* **EXERCISE DETAILS**: Copy the data word for word, from the line with "task: segment the dormer window" through the end of the data, both ends included. Leave the pictures out.

/---

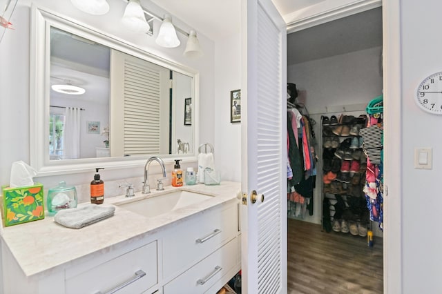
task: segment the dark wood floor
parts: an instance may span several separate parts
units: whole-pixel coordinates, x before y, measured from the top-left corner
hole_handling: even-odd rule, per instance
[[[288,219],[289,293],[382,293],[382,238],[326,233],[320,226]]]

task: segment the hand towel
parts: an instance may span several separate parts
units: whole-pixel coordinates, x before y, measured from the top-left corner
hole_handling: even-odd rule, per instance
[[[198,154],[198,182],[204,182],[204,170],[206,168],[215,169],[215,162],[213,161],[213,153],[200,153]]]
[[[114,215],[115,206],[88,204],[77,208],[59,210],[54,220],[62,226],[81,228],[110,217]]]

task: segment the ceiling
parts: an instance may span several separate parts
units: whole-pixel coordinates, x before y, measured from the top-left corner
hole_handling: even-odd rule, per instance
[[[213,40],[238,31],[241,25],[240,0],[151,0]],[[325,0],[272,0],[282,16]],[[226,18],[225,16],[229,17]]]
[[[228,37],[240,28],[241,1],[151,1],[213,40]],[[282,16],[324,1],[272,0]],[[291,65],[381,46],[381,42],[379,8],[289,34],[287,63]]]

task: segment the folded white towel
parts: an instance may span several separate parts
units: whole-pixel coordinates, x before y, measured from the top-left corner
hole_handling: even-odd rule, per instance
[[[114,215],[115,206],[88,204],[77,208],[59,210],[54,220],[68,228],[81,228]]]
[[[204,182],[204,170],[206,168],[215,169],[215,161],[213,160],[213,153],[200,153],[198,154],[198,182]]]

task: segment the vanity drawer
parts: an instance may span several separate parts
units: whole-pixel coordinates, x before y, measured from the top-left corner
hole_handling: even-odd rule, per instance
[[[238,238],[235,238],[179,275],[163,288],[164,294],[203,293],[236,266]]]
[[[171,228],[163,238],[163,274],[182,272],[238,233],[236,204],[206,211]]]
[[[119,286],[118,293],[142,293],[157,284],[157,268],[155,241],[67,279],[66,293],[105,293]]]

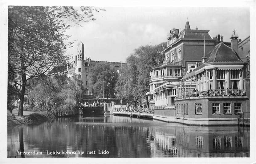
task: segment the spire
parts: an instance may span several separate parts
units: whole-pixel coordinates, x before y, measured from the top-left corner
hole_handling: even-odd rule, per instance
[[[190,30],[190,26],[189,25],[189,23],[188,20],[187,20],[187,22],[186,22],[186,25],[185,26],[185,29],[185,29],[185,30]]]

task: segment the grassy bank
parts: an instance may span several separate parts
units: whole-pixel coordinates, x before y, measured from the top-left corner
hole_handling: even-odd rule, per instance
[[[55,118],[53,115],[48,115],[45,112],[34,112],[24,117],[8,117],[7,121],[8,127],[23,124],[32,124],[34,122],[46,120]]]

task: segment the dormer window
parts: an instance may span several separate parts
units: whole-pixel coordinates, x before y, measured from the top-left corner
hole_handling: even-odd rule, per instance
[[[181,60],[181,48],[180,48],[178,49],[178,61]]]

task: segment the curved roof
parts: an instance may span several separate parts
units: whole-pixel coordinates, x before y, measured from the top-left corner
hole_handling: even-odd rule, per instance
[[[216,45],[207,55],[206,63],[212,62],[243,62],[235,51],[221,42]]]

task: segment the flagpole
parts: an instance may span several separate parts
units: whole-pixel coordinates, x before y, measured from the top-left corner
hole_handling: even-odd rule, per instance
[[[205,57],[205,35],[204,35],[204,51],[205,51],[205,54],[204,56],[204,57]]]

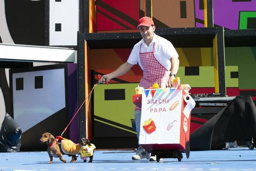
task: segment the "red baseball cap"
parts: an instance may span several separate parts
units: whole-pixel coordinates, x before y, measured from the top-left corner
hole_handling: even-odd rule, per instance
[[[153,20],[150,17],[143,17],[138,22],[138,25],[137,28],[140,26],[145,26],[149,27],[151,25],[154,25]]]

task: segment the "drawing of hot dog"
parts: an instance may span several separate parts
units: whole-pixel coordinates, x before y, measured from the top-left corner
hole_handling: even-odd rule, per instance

\---

* **ANSWER TO THIS TASK**:
task: segment the dormer window
parts: an instance may span several separate parts
units: whole-pixel coordinates, x before y, measured from the top-left corner
hole_handling: even-odd rule, per instance
[[[181,60],[181,48],[180,48],[178,49],[178,61]]]

task: segment the curved roof
parts: an instance may span several separate parts
units: whole-pixel coordinates, x before y, measured from the top-left corner
hole_handling: even-odd rule, per instance
[[[216,45],[207,55],[206,63],[212,62],[243,62],[235,51],[221,42]]]

task: segment the flagpole
parts: an instance may span several separate parts
units: whole-pixel coordinates, x before y, measured from the top-left corner
hole_handling: even-odd rule, per instance
[[[205,57],[205,35],[204,35],[204,51],[205,51],[205,54],[204,56],[204,57]]]

task: segment the "red baseball cap"
parts: an instance may span several separate parts
units: whole-pixel coordinates, x before y, measured from the top-left corner
hole_handling: even-odd rule, per instance
[[[153,20],[150,17],[143,17],[138,22],[138,25],[137,28],[140,26],[145,26],[149,27],[151,25],[154,25]]]

task: segment the "drawing of hot dog"
parts: an instance may span several separate parts
units: whole-pixel coordinates, x before y, measured from the top-left corner
hole_handling: even-odd rule, per instance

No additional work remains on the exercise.